* **Your goal**: The entries that follow need to be printed exactly as they are, minus any pictures.

* **Given entries**:

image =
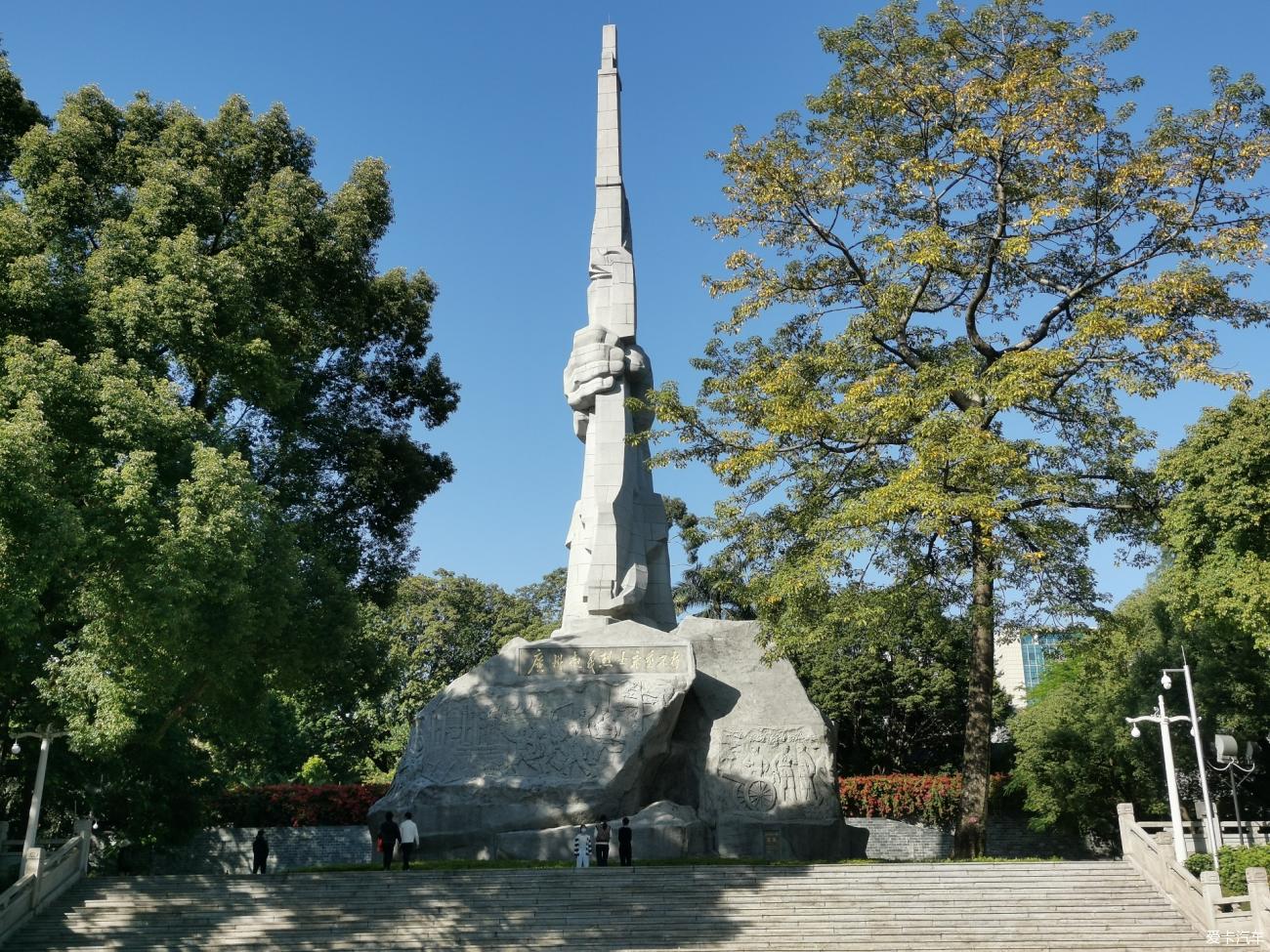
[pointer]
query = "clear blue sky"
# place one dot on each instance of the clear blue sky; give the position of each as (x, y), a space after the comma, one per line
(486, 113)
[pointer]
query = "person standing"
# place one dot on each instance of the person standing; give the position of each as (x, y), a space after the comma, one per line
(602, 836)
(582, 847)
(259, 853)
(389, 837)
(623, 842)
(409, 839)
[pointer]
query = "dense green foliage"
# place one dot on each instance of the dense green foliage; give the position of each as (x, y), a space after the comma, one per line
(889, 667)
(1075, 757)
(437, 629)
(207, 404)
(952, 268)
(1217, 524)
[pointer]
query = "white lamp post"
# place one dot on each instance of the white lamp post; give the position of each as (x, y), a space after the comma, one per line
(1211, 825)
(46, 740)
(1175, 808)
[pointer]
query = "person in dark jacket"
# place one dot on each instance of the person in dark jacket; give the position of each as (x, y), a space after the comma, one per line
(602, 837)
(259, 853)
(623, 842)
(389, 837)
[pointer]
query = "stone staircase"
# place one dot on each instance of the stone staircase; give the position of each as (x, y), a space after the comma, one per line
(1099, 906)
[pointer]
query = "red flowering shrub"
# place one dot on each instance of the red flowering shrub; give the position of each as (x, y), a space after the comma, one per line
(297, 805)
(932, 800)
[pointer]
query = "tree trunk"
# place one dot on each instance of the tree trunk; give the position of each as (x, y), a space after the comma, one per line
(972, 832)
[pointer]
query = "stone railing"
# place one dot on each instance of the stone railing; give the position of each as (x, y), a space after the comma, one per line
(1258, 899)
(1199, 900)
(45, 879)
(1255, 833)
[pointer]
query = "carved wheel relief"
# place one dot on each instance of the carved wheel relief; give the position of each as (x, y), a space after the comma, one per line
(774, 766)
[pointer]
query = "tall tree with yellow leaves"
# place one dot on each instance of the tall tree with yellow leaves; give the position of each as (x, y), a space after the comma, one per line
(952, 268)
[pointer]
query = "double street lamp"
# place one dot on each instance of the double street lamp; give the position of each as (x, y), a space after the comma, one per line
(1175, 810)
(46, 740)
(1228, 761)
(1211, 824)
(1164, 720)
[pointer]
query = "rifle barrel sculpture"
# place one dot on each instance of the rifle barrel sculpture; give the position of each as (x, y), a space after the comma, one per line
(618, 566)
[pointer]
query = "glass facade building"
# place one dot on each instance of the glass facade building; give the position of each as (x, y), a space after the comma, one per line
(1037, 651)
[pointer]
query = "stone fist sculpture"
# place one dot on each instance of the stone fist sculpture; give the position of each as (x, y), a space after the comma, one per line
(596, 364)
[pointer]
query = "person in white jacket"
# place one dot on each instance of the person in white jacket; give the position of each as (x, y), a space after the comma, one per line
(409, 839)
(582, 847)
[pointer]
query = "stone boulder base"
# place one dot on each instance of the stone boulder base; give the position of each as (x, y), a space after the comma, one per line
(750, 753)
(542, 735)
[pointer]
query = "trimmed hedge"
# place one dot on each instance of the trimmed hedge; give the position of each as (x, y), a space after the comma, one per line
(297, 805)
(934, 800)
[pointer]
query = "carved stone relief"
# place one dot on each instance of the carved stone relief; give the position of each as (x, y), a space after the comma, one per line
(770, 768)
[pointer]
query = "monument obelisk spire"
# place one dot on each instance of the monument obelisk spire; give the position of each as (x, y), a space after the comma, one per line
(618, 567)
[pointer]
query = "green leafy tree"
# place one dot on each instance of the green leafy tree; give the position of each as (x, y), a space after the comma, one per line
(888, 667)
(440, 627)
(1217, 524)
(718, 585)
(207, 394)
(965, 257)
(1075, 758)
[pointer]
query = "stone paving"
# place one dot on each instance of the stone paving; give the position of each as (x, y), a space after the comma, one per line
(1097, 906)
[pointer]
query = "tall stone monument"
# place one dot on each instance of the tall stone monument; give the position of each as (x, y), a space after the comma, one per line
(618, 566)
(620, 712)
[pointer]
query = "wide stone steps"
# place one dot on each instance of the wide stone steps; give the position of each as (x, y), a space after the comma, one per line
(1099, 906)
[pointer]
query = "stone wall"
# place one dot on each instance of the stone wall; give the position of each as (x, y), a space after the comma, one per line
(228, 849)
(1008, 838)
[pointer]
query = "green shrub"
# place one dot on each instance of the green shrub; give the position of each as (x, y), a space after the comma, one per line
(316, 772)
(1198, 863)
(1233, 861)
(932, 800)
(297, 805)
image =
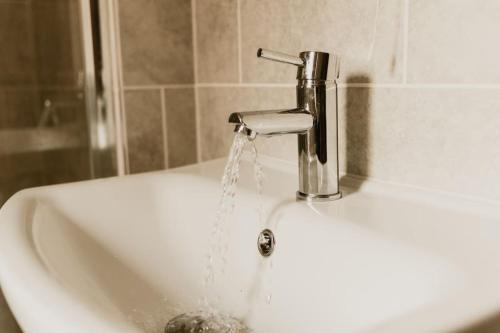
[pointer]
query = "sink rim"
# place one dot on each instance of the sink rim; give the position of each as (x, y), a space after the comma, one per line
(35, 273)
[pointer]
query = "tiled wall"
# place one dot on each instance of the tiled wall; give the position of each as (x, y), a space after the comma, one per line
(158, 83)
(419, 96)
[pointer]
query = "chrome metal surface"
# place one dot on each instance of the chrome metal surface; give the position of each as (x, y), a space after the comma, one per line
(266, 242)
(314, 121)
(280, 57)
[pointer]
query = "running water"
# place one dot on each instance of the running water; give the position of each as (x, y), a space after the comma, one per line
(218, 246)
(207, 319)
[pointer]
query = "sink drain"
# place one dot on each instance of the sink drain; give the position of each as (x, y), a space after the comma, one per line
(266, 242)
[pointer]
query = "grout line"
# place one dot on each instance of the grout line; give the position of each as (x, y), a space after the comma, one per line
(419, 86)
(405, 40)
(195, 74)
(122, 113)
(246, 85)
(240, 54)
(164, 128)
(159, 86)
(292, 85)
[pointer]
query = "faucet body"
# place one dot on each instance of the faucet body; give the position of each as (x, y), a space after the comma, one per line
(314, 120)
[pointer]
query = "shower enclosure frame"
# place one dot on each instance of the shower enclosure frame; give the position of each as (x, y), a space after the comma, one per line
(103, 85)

* **Solution**:
image =
[pointer]
query = "clear blue sky"
# place one dot on each instance of the clear blue sky; give the position of each as (x, y), a space after the comma, one per line
(486, 113)
[pointer]
query = "person standing"
# place one dot on each instance of the person standing; give the position of each as (x, y), a space after the comma, one per line
(602, 836)
(582, 847)
(259, 853)
(389, 837)
(623, 842)
(409, 839)
[pointer]
query = "dense green foliage"
# place one dot on each instance of the dense green foliage; give the position of each as (x, y), a space after the comma, one per line
(889, 667)
(1075, 757)
(437, 629)
(207, 404)
(952, 268)
(1217, 524)
[pointer]
query = "white lamp post"
# place one dot on each instance of the white lamp post; give the position of each as (x, y), a space after the comma, one per line
(1211, 825)
(46, 740)
(1175, 808)
[pointer]
query = "person in dark jacket"
# place one dot on each instance of the person in dark jacket; give the position of each as (x, y), a space after the comma, one per line
(602, 837)
(259, 853)
(623, 842)
(389, 837)
[pointer]
query = "stone staircase"
# place one dot on each instance of the stone staircase; give the position of each as (x, y), a space after the comma, one per line
(1099, 906)
[pointer]
query = "red flowering shrub"
# place one dot on each instance of the red flowering shrub; give the position of each as (x, y), a space after the comma, one per line
(297, 805)
(932, 800)
[pointer]
query = "tree trunk"
# place one dot on each instance of the tree trunk; give the position of each as (x, y), a space after the comma, one per line
(972, 832)
[pointer]
query = "stone railing"
# place one dot on each instance of the stone railing; give the position of each as (x, y), a space after the comma, one per line
(1258, 899)
(1199, 900)
(45, 879)
(1255, 833)
[pointer]
query = "carved wheel relief"
# place one dot on each instance of the carved wheel relief; give the position of each as (x, y), a space after the comma, one per line
(774, 766)
[pointer]
query = "tall tree with yellow leaves"
# place one dot on each instance of the tall tree with yellow leaves; give the position of each as (x, y), a space after the comma, one per line
(952, 268)
[pointer]
query = "double street lamp"
# place one dot on each instance of the double street lamp; give the position of each as (x, y), a space after the comma, one per line
(1175, 810)
(46, 740)
(1228, 761)
(1211, 824)
(1164, 720)
[pointer]
query = "rifle barrel sculpture"
# place one dot on each instance of the rifle barrel sculpture; give the position of each as (x, y), a space after the comma, one per line
(618, 566)
[pointer]
query = "glass facade building"
# place one dot on each instance of the glass facade building; give the position of each as (x, y), a space after the comma, one per line
(1037, 651)
[pointer]
query = "stone fist sculpture"
# place one dot on each instance of the stone fist sculpture; give the position of each as (x, y), a space after the comma, one per line
(596, 364)
[pointer]
query = "person in white jacket"
# place one dot on each instance of the person in white jacket; give the position of each as (x, y), a space after the comma, one per line
(409, 839)
(582, 847)
[pointer]
query = "stone boulder base"
# place one dot on each instance of the stone boulder base; give the position of each as (x, y), a space after the comma, one per line
(750, 753)
(542, 735)
[pointer]
query = "trimmed hedge"
# place one dot on each instance of the trimmed hedge; give the position of each as (x, y), a space after the comma, one per line
(297, 805)
(934, 800)
[pointer]
query = "carved stone relief"
# place one dot on each instance of the carved stone relief; give the position of each as (x, y), a space after the comma, one per line
(770, 768)
[pointer]
query = "monument obelisk spire"
# place one dot on each instance of the monument obelisk spire; give the position of each as (x, y), a space after the comma, one per line
(618, 567)
[pointer]
query = "green leafy tree"
# place one dot on each instance of the green leafy tree; give the position of each as (x, y), a space after the comma, one per line
(888, 667)
(440, 627)
(1217, 524)
(718, 585)
(207, 394)
(965, 257)
(1075, 758)
[pointer]
query = "stone paving"
# place one dot on each instance of the stone paving; give the position of each as (x, y), a space after the comma, one per line
(1097, 906)
[pointer]
query = "tall stone monument"
# place one dot on each instance of the tall stone monument; give the position of each as (x, y), a space after the comma, one per line
(618, 566)
(620, 712)
[pointer]
query = "wide stone steps"
# place one dot on each instance of the wide stone steps; give the position of each as (x, y), a space after the comma, one per line
(1099, 906)
[pointer]
query = "stone wall"
# place one dot on each instance of the stone wall; give the position of each as (x, y), a space after the comma, one per line
(228, 849)
(1008, 838)
[pointer]
query = "green shrub"
# place one dot on each instance of the green shrub; give the position of each as (x, y), a space after the comma, one per line
(316, 772)
(1198, 863)
(1233, 861)
(932, 800)
(297, 805)
image =
[pointer]
query = "sink rim"
# place one dot on each instance of the sink rim; give the position of each as (x, y), a space after the comma, one per line
(35, 273)
[pointer]
query = "tiled wall"
# place one dot on each instance of the tiled wall; give the position of each as (x, y), a space after the comma, one per line
(158, 83)
(419, 96)
[pointer]
query = "chrome metal surface"
# place one dot on each instance of the chrome metal surface; give the position of each as (x, y), a space after the comma, one per line
(266, 242)
(314, 121)
(280, 57)
[pointer]
query = "running water"
# place one dot on each instance of the running water; give the position of each as (x, y), a space after the comma, one per line
(218, 246)
(207, 319)
[pointer]
query = "sink drain"
# place one dot on each instance of the sink drain; give the position of each as (x, y), a space after the comma, one per line
(266, 242)
[pointer]
query = "grout line"
# place one dot on each instance of the grout line; give the position of each as (x, y), a space after the comma, one per line
(419, 86)
(405, 40)
(195, 74)
(122, 113)
(246, 85)
(240, 54)
(164, 128)
(159, 86)
(292, 85)
[pointer]
query = "faucet body"
# place one dot on each instance of the faucet body; give the position of each as (x, y), a space after the comma, one per line
(314, 120)
[pointer]
query = "shower enclosure frame"
# place one dot on each instance of the shower enclosure frame; give the position of each as (x, y), a space after the comma, one per line
(103, 85)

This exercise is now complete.